* **Source material**

################

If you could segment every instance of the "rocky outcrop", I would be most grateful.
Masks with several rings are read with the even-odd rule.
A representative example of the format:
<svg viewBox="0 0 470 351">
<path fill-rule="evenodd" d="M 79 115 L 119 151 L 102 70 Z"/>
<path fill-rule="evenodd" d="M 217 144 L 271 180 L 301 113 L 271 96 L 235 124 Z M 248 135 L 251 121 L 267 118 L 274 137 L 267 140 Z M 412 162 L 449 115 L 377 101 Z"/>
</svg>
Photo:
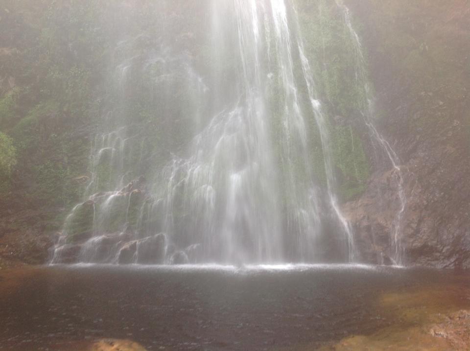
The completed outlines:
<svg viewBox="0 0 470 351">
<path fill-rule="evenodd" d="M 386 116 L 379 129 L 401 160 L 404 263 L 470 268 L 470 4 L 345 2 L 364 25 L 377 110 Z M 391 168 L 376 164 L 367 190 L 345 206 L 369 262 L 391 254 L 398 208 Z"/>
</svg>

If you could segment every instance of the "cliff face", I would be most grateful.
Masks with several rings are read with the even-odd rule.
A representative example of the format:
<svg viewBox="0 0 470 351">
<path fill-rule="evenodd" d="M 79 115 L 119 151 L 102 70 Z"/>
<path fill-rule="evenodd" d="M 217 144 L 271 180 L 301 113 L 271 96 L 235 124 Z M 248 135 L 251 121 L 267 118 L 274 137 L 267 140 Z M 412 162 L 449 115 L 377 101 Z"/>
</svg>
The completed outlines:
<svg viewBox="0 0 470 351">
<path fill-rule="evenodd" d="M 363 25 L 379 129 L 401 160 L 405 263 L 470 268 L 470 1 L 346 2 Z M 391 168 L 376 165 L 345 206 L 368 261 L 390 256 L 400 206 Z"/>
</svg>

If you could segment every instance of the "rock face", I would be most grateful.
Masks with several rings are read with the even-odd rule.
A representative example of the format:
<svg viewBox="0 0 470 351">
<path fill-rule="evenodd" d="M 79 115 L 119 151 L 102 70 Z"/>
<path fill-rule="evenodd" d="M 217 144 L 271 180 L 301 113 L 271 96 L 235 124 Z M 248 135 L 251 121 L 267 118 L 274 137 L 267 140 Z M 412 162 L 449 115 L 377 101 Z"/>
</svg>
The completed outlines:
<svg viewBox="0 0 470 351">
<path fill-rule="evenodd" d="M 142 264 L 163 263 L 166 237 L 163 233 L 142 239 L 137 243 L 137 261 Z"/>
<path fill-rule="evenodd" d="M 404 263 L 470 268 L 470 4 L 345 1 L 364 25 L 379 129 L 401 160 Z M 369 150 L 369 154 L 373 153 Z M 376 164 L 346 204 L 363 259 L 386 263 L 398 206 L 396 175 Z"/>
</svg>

################

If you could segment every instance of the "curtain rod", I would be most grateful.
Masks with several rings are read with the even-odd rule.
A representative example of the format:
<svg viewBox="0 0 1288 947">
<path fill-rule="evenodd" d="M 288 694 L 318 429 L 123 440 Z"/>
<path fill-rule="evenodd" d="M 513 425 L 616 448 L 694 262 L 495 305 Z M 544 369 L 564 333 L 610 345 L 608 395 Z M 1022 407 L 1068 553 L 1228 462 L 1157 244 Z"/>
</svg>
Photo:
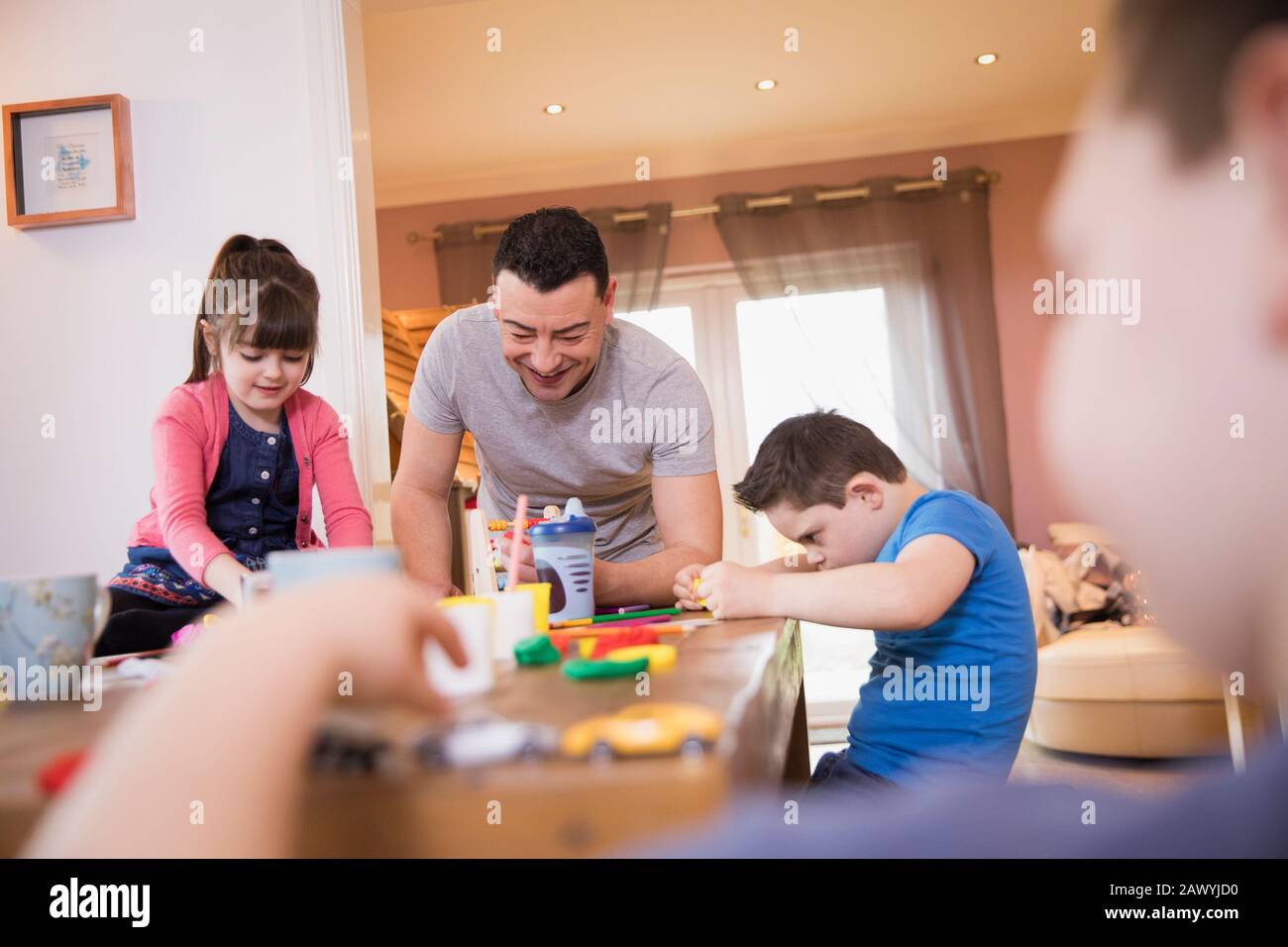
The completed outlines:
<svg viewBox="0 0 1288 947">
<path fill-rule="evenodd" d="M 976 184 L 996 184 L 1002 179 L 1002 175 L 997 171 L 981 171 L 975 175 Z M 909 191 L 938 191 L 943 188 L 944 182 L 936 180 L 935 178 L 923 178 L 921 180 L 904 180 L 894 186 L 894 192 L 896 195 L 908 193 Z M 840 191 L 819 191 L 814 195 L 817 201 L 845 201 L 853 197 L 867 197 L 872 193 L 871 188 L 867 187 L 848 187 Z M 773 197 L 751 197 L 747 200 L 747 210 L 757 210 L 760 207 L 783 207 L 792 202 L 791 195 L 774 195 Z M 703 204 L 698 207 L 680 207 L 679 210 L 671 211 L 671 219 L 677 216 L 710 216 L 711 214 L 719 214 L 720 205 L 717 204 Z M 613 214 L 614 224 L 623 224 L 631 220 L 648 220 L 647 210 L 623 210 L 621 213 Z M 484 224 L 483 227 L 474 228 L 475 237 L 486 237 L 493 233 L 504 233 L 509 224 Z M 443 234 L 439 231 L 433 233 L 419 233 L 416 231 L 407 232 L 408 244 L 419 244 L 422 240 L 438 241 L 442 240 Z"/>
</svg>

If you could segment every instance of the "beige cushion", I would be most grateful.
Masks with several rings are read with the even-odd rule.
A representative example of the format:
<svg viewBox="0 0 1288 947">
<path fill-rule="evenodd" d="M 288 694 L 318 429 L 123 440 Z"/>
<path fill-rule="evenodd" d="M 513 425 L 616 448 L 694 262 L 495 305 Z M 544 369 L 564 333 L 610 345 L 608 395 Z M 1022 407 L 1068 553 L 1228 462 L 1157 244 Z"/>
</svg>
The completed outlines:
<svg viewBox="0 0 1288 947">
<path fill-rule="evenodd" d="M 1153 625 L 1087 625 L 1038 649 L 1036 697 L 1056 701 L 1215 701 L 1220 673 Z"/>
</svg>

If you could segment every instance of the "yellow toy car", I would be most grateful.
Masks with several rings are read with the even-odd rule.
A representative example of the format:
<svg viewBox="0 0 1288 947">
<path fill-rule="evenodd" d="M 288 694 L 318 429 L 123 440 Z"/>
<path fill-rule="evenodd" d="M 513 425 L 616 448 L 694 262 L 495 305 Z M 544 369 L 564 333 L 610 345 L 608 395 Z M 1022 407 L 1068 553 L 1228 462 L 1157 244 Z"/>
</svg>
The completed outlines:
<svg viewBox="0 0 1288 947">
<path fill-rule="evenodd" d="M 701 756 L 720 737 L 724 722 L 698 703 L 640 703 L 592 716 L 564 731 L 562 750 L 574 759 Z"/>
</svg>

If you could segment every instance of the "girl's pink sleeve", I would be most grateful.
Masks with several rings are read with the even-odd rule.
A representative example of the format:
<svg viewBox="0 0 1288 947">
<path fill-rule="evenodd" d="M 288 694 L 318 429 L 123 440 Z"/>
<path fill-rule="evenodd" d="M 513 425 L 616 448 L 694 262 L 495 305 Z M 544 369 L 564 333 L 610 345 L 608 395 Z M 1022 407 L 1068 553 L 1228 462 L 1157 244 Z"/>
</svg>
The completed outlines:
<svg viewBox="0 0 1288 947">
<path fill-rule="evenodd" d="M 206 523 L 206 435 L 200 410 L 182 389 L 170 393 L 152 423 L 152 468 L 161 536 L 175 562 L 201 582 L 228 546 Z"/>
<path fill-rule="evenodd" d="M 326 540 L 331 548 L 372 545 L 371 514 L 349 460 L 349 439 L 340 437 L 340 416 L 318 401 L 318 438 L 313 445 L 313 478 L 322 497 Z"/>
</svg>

################

* **Exercise goal**
Identify every line of the records above that contains the string "face", and copy each such line. Case counts.

* **Expected output**
If you could segment every instance of the "cliff face", I would be most grateful.
If you could segment every instance of the "rock face", I would be most grateful.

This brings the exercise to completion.